- Supplied material
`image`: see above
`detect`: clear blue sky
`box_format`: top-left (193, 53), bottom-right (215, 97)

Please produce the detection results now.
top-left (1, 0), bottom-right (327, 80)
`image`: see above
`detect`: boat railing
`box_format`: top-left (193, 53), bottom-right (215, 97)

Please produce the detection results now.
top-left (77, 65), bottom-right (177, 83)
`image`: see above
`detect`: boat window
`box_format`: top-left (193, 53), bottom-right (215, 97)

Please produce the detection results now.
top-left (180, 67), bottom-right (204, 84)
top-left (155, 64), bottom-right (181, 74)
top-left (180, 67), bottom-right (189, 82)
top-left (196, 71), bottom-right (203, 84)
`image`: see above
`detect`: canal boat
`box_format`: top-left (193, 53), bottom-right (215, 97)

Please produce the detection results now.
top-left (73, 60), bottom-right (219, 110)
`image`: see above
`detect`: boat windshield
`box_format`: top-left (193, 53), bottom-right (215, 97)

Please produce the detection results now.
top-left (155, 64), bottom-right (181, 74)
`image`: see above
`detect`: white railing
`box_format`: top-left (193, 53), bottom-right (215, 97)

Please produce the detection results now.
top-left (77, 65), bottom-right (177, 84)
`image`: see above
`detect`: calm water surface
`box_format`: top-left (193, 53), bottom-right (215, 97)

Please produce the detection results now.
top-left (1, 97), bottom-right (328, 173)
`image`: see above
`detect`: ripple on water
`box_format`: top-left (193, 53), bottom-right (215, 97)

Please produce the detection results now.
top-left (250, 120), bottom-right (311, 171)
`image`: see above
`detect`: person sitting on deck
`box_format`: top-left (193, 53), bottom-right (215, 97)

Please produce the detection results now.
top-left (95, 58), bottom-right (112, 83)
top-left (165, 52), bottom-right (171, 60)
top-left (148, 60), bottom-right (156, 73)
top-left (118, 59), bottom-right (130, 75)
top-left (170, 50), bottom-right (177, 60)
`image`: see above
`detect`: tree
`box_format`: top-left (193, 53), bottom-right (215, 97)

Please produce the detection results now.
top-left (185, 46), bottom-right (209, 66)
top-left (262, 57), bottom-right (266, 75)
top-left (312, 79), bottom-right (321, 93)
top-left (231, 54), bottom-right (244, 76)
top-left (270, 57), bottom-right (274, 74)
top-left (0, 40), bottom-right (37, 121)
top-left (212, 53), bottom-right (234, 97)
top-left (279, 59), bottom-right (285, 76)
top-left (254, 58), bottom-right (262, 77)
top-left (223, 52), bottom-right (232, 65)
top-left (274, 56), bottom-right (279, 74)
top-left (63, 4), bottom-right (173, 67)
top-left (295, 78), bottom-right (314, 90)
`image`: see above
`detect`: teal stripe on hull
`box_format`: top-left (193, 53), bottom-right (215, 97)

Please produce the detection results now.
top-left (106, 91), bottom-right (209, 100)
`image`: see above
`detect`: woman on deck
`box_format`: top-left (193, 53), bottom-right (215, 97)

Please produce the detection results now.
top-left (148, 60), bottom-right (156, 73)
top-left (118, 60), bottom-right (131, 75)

- What you need to do
All of the material above should be printed out in full, word for word.

- Result for this exercise
`image`: see above
`detect`: clear blue sky
`box_format`: top-left (193, 53), bottom-right (215, 97)

Please produce the detection results now.
top-left (1, 0), bottom-right (327, 80)
`image`: see above
`detect`: boat railing
`box_format`: top-left (193, 53), bottom-right (215, 97)

Please produce the detection results now.
top-left (77, 65), bottom-right (177, 83)
`image`: see above
`detect`: boat window
`box_format`: top-left (193, 53), bottom-right (215, 97)

Please produce the detection results now.
top-left (180, 67), bottom-right (204, 84)
top-left (155, 64), bottom-right (181, 74)
top-left (180, 67), bottom-right (189, 82)
top-left (196, 71), bottom-right (203, 84)
`image`: see above
`detect`: canal boat
`box_format`: top-left (193, 53), bottom-right (215, 97)

Please produce the detection results now.
top-left (73, 60), bottom-right (219, 110)
`image`: see above
`detect`: boat windshield
`box_format`: top-left (193, 53), bottom-right (215, 97)

Please produce the detection results now.
top-left (155, 64), bottom-right (181, 74)
`image`: see above
`detect`: white railing
`box_format`: top-left (193, 53), bottom-right (215, 97)

Please produce the detection results now.
top-left (77, 65), bottom-right (177, 84)
`image`: see above
`detect`: calm water surface
`box_format`: top-left (193, 53), bottom-right (215, 97)

Please produce the detection results now.
top-left (1, 97), bottom-right (328, 173)
`image`: see above
`detect`: ripple on water
`box_format`: top-left (193, 53), bottom-right (215, 97)

Please produce the detection results now.
top-left (250, 120), bottom-right (311, 171)
`image`: see above
`detect`: person sitting on deck
`box_format`: top-left (193, 53), bottom-right (215, 97)

Please produce the detection results now.
top-left (95, 58), bottom-right (112, 83)
top-left (165, 52), bottom-right (171, 60)
top-left (148, 60), bottom-right (156, 73)
top-left (118, 59), bottom-right (130, 75)
top-left (170, 50), bottom-right (177, 60)
`image`: see above
`detect`: tree
`box_format`: top-left (193, 53), bottom-right (215, 97)

Please produce the detection results now.
top-left (185, 46), bottom-right (209, 66)
top-left (262, 57), bottom-right (266, 75)
top-left (312, 79), bottom-right (321, 93)
top-left (231, 54), bottom-right (244, 76)
top-left (270, 57), bottom-right (274, 74)
top-left (0, 40), bottom-right (37, 121)
top-left (212, 53), bottom-right (234, 97)
top-left (279, 59), bottom-right (285, 76)
top-left (254, 58), bottom-right (262, 77)
top-left (223, 52), bottom-right (232, 65)
top-left (274, 56), bottom-right (279, 74)
top-left (63, 4), bottom-right (173, 67)
top-left (295, 78), bottom-right (314, 90)
`image`: see above
`detect`: teal stripe on hull
`box_format`: top-left (193, 53), bottom-right (215, 97)

Please produce the detection results now.
top-left (106, 91), bottom-right (209, 100)
`image`: see above
`detect`: woman on deck
`box_format`: top-left (193, 53), bottom-right (215, 97)

Please produce the detection results now.
top-left (148, 60), bottom-right (156, 73)
top-left (118, 60), bottom-right (131, 75)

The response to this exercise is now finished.